** start Selected extract **

Critical ethnography applies a critical theory based approach to ethnography. It  focuses on the implicit values expressed within ethnographic studies and, therefore, on the unacknowledged biases that may result from such implicit values. It has been called critical theory in practice. In the spirit of critical theory, this approach seeks to determine symbolic mechanisms, to extract ideology from action, and to understand the cognition and behaviour of research subjects within historical, cultural, and social frameworks.

Critical ethnography incorporates reflexive inquiry into its methodology. Researchers employing this approach position themselves as being intrinsically linked to those being studied and thus inseparable from their context. In addition to speaking on behalf of subjects, critical ethnographers will also attempt to recognize and articulate their own perspective as a means of acknowledging the biases that their own limitations, histories, and institutional standpoints bear on their work. Further, critical ethnography is inherently political as well as pedagogical in its approach. There is no attempt to be purely detached and scientifically objective in reporting and analysis. In contrast to conventional ethnography which describes what is, critical ethnography also asks what could be in order to disrupt tacit power relationships and perceived social inequalities.

** end Selected extract **
** start Given data **

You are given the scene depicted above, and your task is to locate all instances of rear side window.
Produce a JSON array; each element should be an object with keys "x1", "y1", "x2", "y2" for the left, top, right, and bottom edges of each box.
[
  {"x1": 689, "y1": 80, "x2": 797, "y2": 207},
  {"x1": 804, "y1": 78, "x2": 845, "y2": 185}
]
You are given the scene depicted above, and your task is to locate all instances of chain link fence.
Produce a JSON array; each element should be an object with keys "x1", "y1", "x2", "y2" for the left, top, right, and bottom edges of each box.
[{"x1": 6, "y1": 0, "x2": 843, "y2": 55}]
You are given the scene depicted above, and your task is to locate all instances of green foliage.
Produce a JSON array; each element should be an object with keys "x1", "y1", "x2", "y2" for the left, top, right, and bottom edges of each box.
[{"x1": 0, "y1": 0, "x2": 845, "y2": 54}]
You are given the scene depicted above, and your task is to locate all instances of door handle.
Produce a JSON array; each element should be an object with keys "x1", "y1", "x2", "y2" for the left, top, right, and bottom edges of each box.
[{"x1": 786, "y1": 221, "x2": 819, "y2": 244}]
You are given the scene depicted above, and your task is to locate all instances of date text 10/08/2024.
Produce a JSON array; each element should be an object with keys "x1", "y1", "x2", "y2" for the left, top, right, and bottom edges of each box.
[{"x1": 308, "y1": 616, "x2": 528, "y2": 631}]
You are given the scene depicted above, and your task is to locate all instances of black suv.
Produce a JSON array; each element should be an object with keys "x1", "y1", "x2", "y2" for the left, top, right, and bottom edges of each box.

** end Given data **

Stated problem: Reproduce word for word the part of the passage on critical ethnography that begins at "Critical ethnography applies" and ends after "and social frameworks.".

Reply to the task:
Critical ethnography applies a critical theory based approach to ethnography. It  focuses on the implicit values expressed within ethnographic studies and, therefore, on the unacknowledged biases that may result from such implicit values. It has been called critical theory in practice. In the spirit of critical theory, this approach seeks to determine symbolic mechanisms, to extract ideology from action, and to understand the cognition and behaviour of research subjects within historical, cultural, and social frameworks.